→ **EXERCISE REQUIREMENTS**
Search the entries below. Return every line that has "item" in it.
------ MATERIAL TO PROCESS
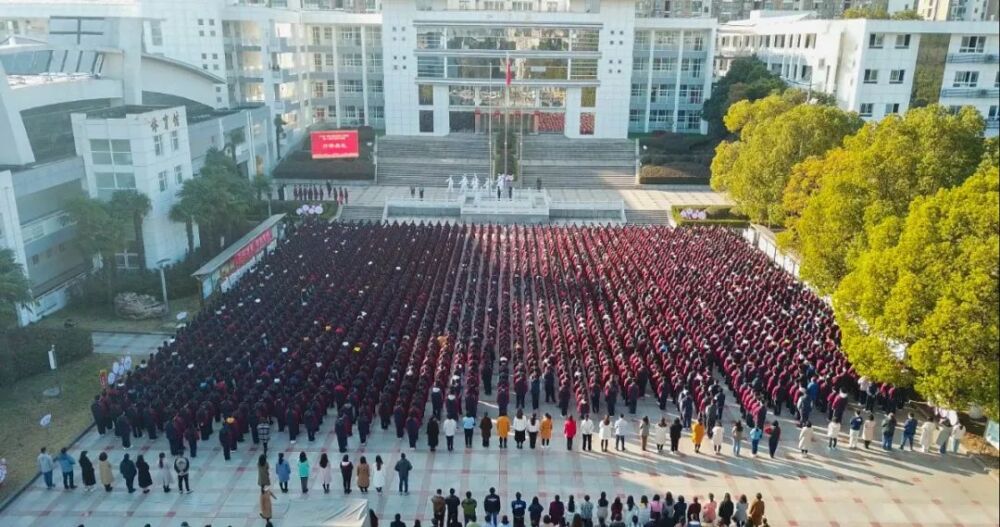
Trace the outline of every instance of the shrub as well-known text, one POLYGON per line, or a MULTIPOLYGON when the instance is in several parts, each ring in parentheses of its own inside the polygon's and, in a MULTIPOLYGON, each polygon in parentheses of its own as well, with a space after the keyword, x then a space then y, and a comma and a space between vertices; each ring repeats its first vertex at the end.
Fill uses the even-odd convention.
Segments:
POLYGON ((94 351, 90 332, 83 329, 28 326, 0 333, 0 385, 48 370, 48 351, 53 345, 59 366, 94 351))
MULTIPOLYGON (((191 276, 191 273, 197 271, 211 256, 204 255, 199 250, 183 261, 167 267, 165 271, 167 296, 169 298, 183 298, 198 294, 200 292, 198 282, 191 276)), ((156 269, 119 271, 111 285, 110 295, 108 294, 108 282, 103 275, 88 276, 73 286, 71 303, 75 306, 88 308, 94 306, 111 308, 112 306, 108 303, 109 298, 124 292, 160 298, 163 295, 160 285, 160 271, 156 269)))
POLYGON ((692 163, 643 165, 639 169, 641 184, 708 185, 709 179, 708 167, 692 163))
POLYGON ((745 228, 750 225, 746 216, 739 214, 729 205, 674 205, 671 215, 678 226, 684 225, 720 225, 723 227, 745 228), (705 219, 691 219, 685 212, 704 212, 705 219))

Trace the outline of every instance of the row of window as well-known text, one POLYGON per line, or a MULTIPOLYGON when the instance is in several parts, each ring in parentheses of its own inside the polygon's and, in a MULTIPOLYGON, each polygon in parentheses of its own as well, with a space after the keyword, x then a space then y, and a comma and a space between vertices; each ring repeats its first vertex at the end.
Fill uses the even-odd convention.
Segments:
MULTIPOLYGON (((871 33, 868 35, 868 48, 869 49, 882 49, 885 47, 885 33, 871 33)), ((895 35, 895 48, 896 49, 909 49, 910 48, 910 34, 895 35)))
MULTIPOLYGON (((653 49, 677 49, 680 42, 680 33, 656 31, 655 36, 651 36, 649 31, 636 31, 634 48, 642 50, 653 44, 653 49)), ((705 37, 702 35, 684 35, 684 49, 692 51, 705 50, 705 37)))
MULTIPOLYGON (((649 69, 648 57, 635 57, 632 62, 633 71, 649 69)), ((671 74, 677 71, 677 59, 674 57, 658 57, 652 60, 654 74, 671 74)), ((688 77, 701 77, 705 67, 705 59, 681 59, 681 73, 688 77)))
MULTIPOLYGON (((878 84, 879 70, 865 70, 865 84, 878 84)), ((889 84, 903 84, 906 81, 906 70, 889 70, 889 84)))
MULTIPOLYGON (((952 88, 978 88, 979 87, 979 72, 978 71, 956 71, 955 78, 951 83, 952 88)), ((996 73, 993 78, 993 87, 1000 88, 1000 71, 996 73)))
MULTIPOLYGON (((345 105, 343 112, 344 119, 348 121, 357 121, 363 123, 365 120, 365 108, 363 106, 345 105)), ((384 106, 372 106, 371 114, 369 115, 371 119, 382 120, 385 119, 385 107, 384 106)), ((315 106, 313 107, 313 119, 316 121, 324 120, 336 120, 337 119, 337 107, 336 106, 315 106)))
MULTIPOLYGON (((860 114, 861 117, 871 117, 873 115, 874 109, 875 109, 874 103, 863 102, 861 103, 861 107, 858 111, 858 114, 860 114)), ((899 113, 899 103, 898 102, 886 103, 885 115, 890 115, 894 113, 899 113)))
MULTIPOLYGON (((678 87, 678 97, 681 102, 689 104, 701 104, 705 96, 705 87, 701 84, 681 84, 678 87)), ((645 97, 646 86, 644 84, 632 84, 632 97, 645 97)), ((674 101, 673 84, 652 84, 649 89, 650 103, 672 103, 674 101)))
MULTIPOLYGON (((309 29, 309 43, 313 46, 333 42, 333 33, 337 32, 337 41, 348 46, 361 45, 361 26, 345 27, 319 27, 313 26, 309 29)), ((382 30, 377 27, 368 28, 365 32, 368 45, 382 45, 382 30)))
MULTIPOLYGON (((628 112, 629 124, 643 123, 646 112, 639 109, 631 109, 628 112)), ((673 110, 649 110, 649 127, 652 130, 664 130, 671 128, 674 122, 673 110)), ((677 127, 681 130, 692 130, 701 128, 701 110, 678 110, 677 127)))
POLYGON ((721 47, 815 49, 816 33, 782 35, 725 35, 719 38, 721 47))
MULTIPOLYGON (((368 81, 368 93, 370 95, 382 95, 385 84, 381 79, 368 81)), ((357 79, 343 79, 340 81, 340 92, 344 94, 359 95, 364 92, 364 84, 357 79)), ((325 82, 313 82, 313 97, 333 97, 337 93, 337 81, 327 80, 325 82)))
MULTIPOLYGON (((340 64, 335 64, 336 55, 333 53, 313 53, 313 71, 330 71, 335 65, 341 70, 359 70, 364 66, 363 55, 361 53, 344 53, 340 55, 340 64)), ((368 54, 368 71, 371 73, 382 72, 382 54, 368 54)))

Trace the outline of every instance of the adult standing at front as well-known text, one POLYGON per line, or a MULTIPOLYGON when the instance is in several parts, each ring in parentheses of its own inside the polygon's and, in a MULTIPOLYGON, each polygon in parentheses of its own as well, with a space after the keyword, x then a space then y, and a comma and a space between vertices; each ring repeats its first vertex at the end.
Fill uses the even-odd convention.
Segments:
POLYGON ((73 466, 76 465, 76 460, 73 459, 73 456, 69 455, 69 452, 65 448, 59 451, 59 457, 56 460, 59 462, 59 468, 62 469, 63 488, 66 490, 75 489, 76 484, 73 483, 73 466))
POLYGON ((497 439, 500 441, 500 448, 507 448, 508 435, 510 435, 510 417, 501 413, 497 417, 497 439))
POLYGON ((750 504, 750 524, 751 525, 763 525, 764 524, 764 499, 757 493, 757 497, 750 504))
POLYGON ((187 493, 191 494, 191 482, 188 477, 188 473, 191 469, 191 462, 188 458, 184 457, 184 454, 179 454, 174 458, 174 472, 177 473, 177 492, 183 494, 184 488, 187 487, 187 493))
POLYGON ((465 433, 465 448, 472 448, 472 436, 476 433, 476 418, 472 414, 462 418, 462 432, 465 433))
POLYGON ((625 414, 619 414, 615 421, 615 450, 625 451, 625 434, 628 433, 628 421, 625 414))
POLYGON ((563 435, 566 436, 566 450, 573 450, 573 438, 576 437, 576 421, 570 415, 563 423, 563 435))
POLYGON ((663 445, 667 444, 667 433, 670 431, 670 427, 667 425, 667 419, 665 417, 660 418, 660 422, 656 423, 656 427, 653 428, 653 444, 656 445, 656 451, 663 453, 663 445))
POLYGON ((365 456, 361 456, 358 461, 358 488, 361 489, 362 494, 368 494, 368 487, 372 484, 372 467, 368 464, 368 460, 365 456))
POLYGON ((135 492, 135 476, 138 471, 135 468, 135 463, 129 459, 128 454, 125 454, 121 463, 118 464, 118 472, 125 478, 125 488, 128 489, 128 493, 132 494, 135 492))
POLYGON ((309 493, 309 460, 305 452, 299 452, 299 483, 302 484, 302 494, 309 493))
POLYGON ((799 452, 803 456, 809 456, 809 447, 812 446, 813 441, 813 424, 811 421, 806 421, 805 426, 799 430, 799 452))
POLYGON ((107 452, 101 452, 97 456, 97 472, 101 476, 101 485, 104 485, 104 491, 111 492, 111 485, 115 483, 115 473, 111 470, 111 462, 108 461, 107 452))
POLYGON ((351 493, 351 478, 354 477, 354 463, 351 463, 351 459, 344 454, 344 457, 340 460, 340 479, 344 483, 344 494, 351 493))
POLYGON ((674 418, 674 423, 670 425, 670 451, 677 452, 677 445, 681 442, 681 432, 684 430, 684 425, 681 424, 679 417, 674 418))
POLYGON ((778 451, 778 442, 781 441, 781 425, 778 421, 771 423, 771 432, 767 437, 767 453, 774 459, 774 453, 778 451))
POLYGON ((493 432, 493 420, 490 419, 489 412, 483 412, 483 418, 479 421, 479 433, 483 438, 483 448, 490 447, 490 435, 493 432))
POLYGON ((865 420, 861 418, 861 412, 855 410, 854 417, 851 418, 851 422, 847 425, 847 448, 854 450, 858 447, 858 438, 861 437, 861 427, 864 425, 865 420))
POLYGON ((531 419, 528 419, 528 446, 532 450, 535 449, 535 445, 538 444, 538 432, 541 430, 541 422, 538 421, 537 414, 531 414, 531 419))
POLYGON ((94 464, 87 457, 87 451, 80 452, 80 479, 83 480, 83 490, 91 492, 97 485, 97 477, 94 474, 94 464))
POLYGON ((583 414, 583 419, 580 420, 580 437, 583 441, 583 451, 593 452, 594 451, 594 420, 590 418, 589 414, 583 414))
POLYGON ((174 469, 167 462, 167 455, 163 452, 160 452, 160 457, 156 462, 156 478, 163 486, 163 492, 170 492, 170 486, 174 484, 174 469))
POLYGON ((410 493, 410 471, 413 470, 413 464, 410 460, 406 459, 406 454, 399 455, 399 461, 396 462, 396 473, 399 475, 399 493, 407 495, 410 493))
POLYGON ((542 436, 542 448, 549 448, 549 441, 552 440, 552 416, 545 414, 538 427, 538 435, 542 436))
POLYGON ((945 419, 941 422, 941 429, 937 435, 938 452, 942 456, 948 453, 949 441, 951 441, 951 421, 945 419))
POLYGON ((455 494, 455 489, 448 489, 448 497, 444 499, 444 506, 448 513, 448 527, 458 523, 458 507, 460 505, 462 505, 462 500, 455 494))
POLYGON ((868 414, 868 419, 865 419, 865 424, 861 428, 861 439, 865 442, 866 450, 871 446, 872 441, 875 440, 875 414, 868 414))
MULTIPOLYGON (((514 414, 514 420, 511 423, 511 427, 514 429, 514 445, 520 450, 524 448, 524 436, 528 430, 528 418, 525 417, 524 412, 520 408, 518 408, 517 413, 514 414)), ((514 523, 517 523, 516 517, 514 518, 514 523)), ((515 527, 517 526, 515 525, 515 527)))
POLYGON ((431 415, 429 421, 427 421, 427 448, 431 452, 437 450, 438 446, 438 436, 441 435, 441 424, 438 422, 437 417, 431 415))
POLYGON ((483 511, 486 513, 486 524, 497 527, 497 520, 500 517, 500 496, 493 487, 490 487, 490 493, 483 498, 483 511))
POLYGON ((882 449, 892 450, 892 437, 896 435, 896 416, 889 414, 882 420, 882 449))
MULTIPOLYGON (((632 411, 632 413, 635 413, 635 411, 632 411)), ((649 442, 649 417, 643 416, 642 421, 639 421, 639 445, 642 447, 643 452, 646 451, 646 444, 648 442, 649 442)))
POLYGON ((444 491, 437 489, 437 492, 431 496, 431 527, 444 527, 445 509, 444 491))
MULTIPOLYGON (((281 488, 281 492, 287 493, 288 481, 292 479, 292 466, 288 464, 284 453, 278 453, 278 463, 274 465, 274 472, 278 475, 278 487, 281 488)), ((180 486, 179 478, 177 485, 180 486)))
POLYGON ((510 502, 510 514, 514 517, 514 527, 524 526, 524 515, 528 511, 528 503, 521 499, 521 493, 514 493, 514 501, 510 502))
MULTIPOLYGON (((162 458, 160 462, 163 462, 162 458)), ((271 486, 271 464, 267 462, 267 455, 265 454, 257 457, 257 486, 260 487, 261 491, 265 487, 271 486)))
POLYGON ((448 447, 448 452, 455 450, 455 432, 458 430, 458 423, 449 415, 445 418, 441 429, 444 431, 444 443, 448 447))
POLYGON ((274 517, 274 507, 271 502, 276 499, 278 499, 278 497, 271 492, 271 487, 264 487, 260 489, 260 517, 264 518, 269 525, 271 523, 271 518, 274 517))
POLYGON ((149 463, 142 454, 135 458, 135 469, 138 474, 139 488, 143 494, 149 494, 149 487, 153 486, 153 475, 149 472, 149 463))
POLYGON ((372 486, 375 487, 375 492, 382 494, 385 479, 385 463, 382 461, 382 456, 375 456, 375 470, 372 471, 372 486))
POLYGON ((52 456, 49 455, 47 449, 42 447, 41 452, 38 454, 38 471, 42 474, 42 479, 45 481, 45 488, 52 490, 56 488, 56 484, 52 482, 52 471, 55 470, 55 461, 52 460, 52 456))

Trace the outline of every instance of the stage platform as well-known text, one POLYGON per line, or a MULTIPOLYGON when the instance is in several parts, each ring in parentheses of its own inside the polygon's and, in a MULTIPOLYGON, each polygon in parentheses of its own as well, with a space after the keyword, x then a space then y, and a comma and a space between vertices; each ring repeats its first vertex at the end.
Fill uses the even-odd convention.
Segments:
------------
------ MATERIAL TO PROCESS
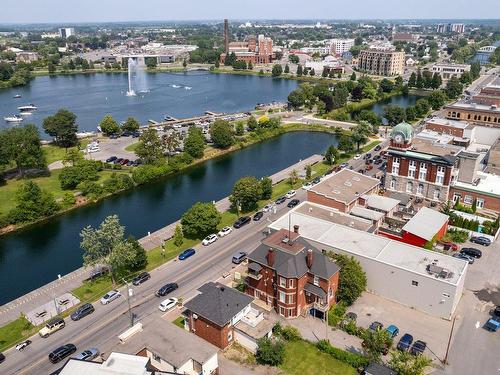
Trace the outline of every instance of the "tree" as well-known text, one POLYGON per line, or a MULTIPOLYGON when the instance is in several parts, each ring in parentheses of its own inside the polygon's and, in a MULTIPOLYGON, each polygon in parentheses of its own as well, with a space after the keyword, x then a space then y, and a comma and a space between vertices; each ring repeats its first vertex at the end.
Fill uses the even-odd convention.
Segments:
------------
------ MATERIAL TO PROCESS
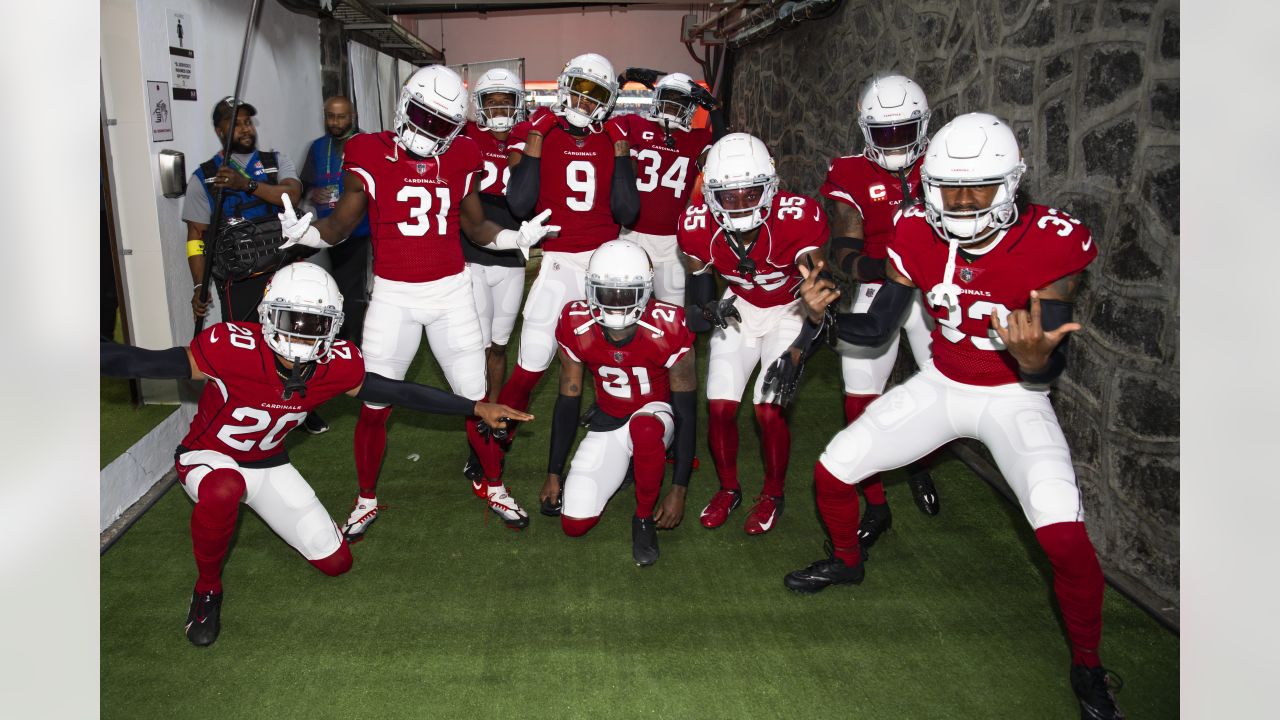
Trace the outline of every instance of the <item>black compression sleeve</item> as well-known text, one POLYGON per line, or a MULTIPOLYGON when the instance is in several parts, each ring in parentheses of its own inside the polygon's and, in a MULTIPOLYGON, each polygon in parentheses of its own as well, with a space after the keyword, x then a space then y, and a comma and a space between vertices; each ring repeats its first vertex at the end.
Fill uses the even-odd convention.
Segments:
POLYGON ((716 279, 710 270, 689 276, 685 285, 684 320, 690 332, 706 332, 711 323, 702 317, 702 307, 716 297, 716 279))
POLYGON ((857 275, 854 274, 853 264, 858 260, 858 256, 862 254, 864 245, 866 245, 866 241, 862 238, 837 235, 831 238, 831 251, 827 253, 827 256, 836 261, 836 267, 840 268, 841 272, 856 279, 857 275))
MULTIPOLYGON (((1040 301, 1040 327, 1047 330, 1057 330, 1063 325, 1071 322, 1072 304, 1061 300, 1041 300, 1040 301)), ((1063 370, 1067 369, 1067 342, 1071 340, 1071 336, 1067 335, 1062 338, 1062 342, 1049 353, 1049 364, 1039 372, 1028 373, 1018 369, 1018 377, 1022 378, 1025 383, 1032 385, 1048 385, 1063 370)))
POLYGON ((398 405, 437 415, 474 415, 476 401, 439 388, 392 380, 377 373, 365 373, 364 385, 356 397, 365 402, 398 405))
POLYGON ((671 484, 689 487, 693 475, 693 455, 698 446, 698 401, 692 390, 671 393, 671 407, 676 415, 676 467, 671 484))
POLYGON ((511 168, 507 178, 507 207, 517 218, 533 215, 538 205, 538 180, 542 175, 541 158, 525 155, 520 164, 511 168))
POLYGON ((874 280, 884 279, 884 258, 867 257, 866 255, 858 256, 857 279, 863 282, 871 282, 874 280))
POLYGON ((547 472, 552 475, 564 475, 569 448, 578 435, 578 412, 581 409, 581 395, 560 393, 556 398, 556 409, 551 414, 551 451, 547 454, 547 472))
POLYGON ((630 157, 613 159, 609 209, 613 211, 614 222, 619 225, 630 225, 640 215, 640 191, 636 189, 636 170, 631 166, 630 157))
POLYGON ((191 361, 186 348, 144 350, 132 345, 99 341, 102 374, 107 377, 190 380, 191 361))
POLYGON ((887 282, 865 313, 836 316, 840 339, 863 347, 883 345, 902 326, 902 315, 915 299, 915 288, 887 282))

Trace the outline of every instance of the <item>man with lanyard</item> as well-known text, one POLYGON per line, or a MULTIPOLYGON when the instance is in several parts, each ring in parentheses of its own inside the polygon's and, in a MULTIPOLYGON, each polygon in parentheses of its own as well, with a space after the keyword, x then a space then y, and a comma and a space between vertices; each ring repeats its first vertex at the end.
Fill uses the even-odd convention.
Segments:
------------
→ **PROBLEM SOLUTION**
Trace the outline of every instance of the <item>black compression sleeve</item> as well-known text, one POLYGON per line, or a MULTIPOLYGON when the instance is in several parts, each ring in parentheses of its own inside the polygon's and, in a MULTIPOLYGON, each polygon in parentheses of its own as well, with a space after the keyword, x then a space then y, and a comma and a space between vertices; each ring repeats its first vertex at the end.
Trace the outline of every instance of the <item>man with lanyard</item> as well-known text, one POLYGON per line, or a MULTIPOLYGON when the instance is in several parts, each ring in parentheses of its own inside the polygon's and, in a MULTIPOLYGON, each polygon in parentheses of its own as well, with a space after the keyword, x then a space then y, and a comma and a space between vertices; each ring repeats its first vertex at the end.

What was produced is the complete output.